> _Exercise aim_:
Everything in the records below except the pictures must be written out exactly.

_ _ _ _

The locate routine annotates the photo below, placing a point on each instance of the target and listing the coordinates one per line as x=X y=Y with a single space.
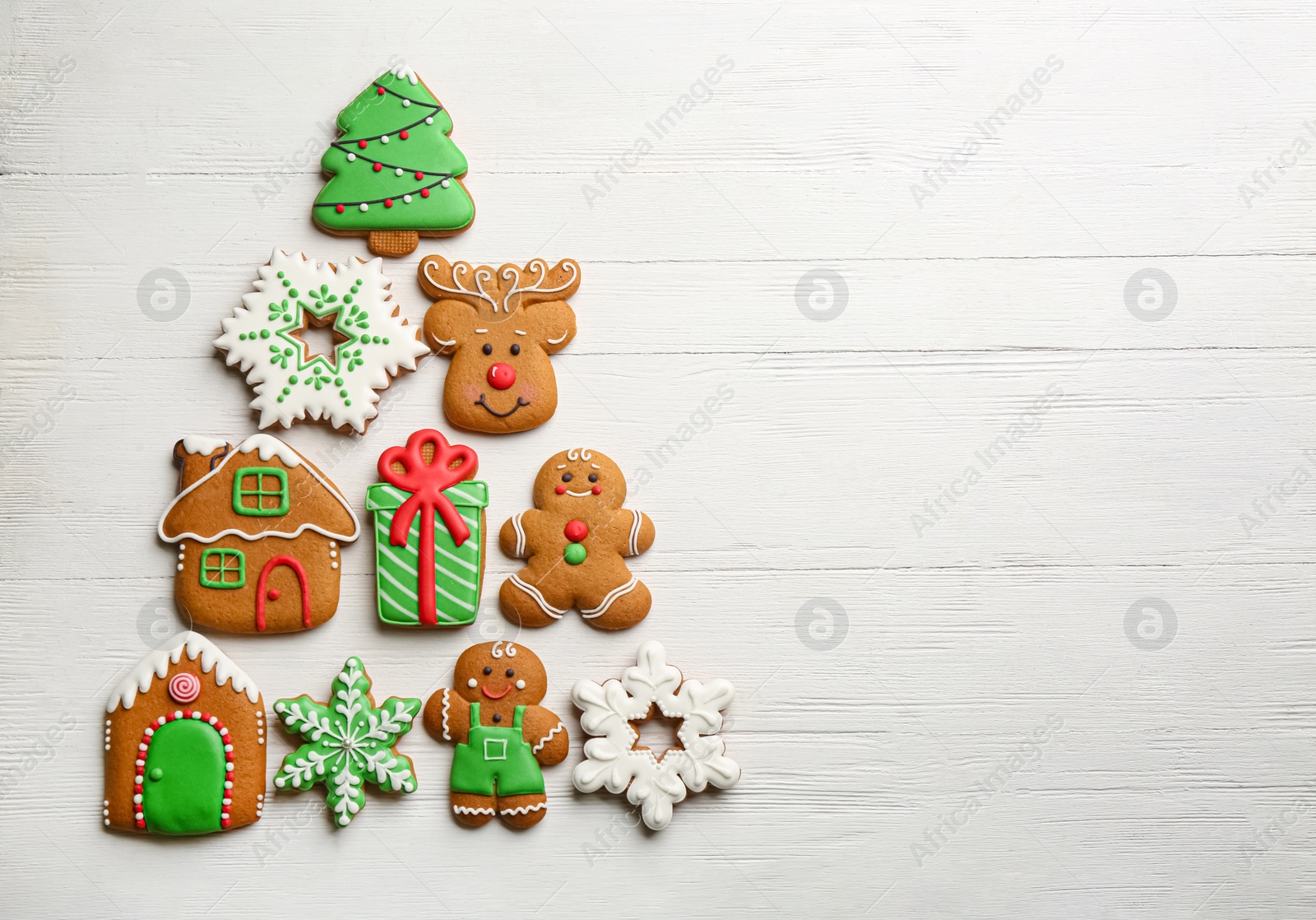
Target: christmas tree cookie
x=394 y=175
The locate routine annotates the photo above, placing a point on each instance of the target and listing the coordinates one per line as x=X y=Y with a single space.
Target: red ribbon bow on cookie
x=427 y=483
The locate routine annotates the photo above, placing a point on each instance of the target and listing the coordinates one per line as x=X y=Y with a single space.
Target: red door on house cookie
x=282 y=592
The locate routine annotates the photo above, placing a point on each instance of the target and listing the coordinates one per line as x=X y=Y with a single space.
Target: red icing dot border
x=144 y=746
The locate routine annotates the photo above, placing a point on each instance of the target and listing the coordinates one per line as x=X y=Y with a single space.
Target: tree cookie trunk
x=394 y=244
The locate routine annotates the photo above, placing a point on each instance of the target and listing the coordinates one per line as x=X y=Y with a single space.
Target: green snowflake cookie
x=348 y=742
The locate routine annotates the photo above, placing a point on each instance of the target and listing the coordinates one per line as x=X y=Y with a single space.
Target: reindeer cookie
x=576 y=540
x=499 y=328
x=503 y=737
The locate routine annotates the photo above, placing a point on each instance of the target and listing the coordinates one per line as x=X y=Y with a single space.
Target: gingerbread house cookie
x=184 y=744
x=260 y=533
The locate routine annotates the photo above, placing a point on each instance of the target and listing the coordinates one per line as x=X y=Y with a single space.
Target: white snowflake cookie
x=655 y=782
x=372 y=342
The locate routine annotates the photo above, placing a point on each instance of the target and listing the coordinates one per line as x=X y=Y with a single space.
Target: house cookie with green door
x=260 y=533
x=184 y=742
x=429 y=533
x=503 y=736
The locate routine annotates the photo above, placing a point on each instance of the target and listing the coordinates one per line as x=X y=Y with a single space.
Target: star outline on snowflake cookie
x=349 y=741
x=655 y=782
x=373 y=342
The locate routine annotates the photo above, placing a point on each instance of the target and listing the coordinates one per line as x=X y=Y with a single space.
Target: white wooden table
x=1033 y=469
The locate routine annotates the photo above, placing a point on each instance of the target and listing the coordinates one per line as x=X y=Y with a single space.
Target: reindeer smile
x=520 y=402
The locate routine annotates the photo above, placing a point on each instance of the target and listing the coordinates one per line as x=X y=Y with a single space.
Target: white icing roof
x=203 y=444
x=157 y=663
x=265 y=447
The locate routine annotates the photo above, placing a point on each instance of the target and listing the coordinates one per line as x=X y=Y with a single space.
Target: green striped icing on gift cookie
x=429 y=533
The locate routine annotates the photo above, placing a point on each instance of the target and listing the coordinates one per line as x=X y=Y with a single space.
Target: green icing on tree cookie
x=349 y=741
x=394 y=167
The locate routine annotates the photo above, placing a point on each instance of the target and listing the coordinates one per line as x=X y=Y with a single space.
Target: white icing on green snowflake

_ _ _ _

> _Solution_:
The locate routine annotates the photo below, placing a point on each instance of the target and listing the coordinates one per line as x=X y=Y with a single space.
Target: christmas tree cookie
x=394 y=175
The locate routine annotates the photo above, placing a point on each instance of the target and listing the coordinates one per line as x=X y=Y with a single space.
Target: red ribbon bow on cookie
x=427 y=483
The locate routine annotates the photo above, placing a point on each instance of the target and listing the coordinates one per line as x=X y=Y with a single space.
Target: red door on house cookie
x=282 y=592
The locate routine annotates the photo above, placing a point on each instance of the target and listing the coordinates one per line as x=X y=Y with a single space.
Target: red icing dot border
x=144 y=746
The locate routine annotates the photo above, placing a point on each instance of the target and listing the coordinates one per line as x=X y=Y with a single space.
Target: tree cookie trunk
x=394 y=244
The locate routine annotates the photo above, placing a point on each instance of the target and listing the coordinates one per line as x=X y=Y with a single space.
Target: green snowflake cookie
x=348 y=742
The locate routine annotates the photo above, placing a point on each instance of the target and listing the coordinates one per line as x=X y=Y with a single space.
Target: reindeer cookie
x=576 y=540
x=499 y=328
x=503 y=737
The locate routine annotates the photo above, placing a point on each instance of the target and listing the coordinates one per line as x=X y=Y with a single space.
Target: gingerbread house cookie
x=184 y=744
x=260 y=533
The locate routine annotates the photo above, placing a point on each instance of the target and listing the coordinates one per line as x=X y=Y with a single space.
Target: white snowflake cookie
x=655 y=782
x=372 y=342
The locate routine annotates the photo above, placing a point on each instance of the target and listing the coordinates one per line as x=X y=Y with a single space.
Target: house cookie with green door
x=260 y=533
x=184 y=742
x=429 y=533
x=503 y=736
The locate routine annotates the photo above, placing a point on each instance of the target and listing the coordinates one per line as x=X y=Y with a single space.
Target: star outline on snowflake cookie
x=349 y=741
x=655 y=782
x=373 y=342
The locate routine annotates the photo above, placing a point on each instance of the target and listing the coordinates one per line as x=X y=Y with a single space.
Target: white wooden table
x=1033 y=469
The locate routine annotates the photo above, placing a point on each instance of the target and listing the coordinates one per line as x=X y=Y with a single space.
Target: reindeer smile
x=520 y=402
The locate routine annotates the photo above, placing a point on each instance of the target and listing the coordinates one per line as x=X y=Y with a single space.
Target: white icing roof
x=203 y=444
x=157 y=663
x=265 y=447
The locate routine annotates the photo above, placing a point on each instance of the target and listing the coordinates one per line as x=X y=Y with a single space.
Target: green striped icing on gift cookie
x=429 y=533
The locate routine annotates the photo above, placing a point on each instance of the target and listing the coordinates one per line as x=X y=Y with a single space.
Target: green icing on tree cookie
x=349 y=741
x=394 y=167
The locate routine annotates the photo above, placing a point on each instance of the target and listing the coordinates one per line as x=X y=Y with a single space.
Target: white icing on green snowflake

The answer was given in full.